AUFGABENSTELLUNG A » Kannst du den Absatz der Rezension, der mit „Man versuche sich einmal vorzustellen“ beginnt, als kurze Stichpunktliste wiedergeben, die seine wichtigsten Fakten enthält?

DOKUMENT »

Rezension. Sarah Crossan: Wer ist Edward Moon?

Wenn dein Bruder ein Mörder ist

Man versuche sich einmal vorzustellen, wie es sein muss, wenn der große Bruder ein verurteilter Mörder ist. Schrecklich! Joe war noch ein kleiner Junge, als sein großer Bruder Edward verhaftet, zu Tode verurteilt und in die Todeszelle gesteckt wurde. Er hat seitdem bis auf gelegentliche Briefe nichts mehr von ihm gehört. Doch nun, zehn Jahre später, wurde das Hinrichtungsdatum festgelegt und der Siebzehnjährige ist wild entschlossen, Ed zu besuchen und möglichst viel Zeit mit ihm zu verbringen. Einfach ist das nicht. Er hat kein Geld, weil seine Tante Mary, bei der er lebt, ihr weniges Geld nicht für Edward ausgeben möchte. Dennoch macht sich Joe auf den weiten Weg von der Ostküste nach Texas, mietet sich in einer billigen, verdreckten Absteige ein und sucht sich einen Job, um sich wenigstens ein bisschen Essen kaufen zu können.

In den folgenden Wochen schafft er es, eine Besuchserlaubnis zu bekommen und immer wieder mit Joe zu sprechen. Dabei versucht er auch herauszufinden, was damals vorgefallen ist. Vor allem eine Frage quält ihn: Hat Ed wirklich einen Polizisten umgebracht? Es gibt begründete Zweifel daran, aber wird sich die Hinrichtung noch aufhalten lassen?

Eine Reihe mit fünf Kabinen,
harte Stühle in jeder von ihnen und
schwarze Telefone.

Auf der anderen Seite dasselbe
und
dazwischen
verdammt robust aussehendes Plexiglas.

EINGABEDATEN »

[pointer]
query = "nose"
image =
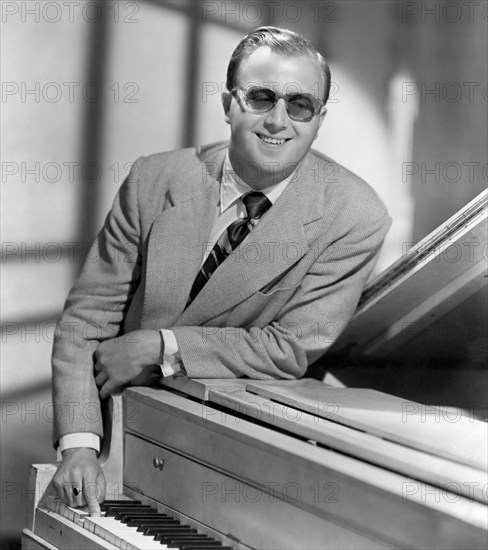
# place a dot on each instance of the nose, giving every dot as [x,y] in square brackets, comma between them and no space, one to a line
[277,119]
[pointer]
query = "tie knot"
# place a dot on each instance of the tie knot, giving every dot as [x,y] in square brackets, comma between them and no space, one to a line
[256,204]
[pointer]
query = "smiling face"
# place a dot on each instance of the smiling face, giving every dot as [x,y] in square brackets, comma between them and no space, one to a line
[265,148]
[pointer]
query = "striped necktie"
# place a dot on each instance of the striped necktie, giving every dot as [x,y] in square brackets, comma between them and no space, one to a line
[256,205]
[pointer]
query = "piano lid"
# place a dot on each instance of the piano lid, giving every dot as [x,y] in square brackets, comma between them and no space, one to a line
[444,273]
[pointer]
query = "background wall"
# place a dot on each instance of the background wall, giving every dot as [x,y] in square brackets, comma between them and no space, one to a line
[89,86]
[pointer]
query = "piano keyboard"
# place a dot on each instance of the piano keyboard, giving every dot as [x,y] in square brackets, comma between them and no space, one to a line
[131,525]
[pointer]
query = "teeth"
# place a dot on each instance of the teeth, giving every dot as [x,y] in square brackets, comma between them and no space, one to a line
[274,141]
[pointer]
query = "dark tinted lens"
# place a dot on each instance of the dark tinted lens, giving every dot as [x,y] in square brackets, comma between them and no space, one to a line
[301,107]
[260,99]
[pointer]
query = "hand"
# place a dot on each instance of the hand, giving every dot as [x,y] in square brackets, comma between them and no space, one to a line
[79,479]
[122,359]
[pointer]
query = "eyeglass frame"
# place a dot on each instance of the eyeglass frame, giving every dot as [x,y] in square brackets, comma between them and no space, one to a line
[320,105]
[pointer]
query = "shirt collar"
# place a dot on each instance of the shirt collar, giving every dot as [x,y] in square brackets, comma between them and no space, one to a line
[232,187]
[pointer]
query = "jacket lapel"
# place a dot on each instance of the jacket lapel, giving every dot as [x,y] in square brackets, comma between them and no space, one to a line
[176,244]
[277,242]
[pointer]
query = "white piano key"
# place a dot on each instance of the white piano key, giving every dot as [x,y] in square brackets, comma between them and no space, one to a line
[118,534]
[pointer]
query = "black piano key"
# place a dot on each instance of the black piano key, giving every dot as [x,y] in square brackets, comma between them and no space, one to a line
[113,512]
[153,517]
[123,514]
[119,503]
[160,533]
[196,545]
[147,523]
[173,539]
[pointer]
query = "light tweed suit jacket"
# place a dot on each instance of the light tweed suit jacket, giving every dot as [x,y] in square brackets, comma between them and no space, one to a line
[273,307]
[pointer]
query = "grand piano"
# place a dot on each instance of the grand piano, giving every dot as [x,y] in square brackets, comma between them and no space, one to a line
[303,464]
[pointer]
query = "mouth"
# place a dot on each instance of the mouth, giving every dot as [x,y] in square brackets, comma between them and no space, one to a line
[272,141]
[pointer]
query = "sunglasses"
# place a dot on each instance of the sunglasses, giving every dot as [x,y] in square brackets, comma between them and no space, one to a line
[300,107]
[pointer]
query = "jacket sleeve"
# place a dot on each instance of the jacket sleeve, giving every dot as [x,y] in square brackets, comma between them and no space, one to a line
[94,311]
[307,324]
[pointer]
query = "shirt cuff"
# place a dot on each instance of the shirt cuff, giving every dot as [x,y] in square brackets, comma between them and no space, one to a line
[83,439]
[171,355]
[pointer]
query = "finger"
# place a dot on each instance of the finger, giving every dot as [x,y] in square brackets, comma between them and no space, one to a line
[107,389]
[68,495]
[101,378]
[77,489]
[59,489]
[94,494]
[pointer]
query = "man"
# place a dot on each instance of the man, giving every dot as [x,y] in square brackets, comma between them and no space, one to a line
[220,261]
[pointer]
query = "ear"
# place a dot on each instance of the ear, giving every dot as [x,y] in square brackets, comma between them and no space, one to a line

AUFGABENSTELLUNG B » Finde in den Datensätzen jede Zeile, in der das Wort „cuff“ vorkommt, und gib sie vollständig wieder.

ENDGÜLTIGE ANTWORT A »
- Joe war noch ein kleiner Junge, als sein großer Bruder Edward verhaftet, zur Todesstrafe verurteilt und in die Todeszelle gebracht wurde.
- Seitdem hat er außer gelegentlichen Briefen nichts mehr von ihm gehört.
- Zehn Jahre später steht das Hinrichtungsdatum fest. Der inzwischen Siebzehnjährige will Ed unbedingt besuchen und möglichst viel Zeit mit ihm verbringen.
- Er hat kein Geld, weil seine Tante Mary, bei der er lebt, ihr weniges Geld nicht für Edward ausgeben will.
- Trotzdem reist er von der Ostküste nach Texas. Dort wohnt er in einer billigen, verdreckten Absteige und sucht sich einen Job, um sich wenigstens etwas Essen kaufen zu können.

ENDGÜLTIGE ANTWORT B »
query = "shirt cuff"
# place a dot on each instance of the shirt cuff, giving every dot as [x,y] in square brackets, comma between them and no space, one to a line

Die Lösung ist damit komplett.